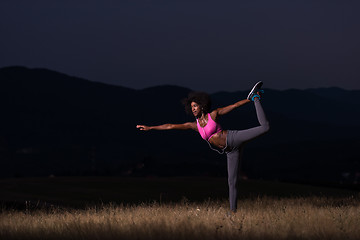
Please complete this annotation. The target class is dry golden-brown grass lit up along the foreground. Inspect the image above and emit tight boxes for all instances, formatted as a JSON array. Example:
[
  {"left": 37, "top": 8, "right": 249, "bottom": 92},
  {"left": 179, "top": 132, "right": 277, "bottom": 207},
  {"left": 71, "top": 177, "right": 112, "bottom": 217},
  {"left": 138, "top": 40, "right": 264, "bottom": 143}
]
[{"left": 0, "top": 197, "right": 360, "bottom": 239}]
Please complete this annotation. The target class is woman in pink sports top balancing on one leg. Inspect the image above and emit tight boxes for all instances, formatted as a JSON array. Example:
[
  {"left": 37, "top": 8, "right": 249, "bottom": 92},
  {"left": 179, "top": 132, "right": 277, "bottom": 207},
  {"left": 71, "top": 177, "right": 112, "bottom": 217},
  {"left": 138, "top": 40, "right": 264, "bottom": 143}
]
[{"left": 136, "top": 81, "right": 269, "bottom": 212}]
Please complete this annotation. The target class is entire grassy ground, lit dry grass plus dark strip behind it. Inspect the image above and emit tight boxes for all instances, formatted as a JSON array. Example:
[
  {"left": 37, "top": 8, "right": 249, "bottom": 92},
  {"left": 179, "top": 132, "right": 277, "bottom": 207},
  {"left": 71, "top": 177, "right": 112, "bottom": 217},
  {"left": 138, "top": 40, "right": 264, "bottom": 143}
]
[{"left": 0, "top": 178, "right": 360, "bottom": 240}]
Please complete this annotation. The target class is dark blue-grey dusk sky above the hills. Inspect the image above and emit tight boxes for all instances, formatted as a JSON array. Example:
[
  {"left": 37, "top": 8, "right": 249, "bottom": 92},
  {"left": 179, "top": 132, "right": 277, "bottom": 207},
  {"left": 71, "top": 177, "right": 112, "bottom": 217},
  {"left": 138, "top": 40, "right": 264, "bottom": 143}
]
[{"left": 0, "top": 0, "right": 360, "bottom": 92}]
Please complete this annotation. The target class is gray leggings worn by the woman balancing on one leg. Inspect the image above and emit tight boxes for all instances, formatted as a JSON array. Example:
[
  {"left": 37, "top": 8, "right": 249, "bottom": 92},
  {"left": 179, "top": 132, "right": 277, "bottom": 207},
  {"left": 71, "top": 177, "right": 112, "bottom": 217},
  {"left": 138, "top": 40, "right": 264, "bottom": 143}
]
[{"left": 225, "top": 99, "right": 270, "bottom": 212}]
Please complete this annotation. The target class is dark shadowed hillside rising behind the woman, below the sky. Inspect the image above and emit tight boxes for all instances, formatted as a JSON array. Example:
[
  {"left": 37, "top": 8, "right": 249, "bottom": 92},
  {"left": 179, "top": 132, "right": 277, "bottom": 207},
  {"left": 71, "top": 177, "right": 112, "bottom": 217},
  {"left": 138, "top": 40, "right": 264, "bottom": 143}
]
[{"left": 0, "top": 67, "right": 360, "bottom": 181}]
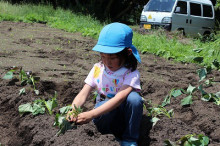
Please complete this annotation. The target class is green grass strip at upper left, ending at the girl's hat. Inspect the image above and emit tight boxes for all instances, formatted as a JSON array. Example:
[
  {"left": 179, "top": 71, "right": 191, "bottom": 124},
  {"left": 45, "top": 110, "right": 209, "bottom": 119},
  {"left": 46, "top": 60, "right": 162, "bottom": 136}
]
[{"left": 0, "top": 2, "right": 103, "bottom": 39}]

○ ○ ○ ○ ○ ○ ○

▶ [WORK TO COMPLETE]:
With "strip" as the search string, filter the records and return each line that has it.

▶ [SOLUTION FOR THIS EXERCISE]:
Please complete this annotation. The target class is entire grassy ground, lit dry grass plus dark strip behind it. Inspect the image above and emit tight boxes for all instances, formatted as a JSON array. Example:
Please complete this annotation. The target class is green grass strip at upper left, ending at the girl's hat. Inspect the image above and emit tight boxes for all instances, formatted as a JSON array. Example:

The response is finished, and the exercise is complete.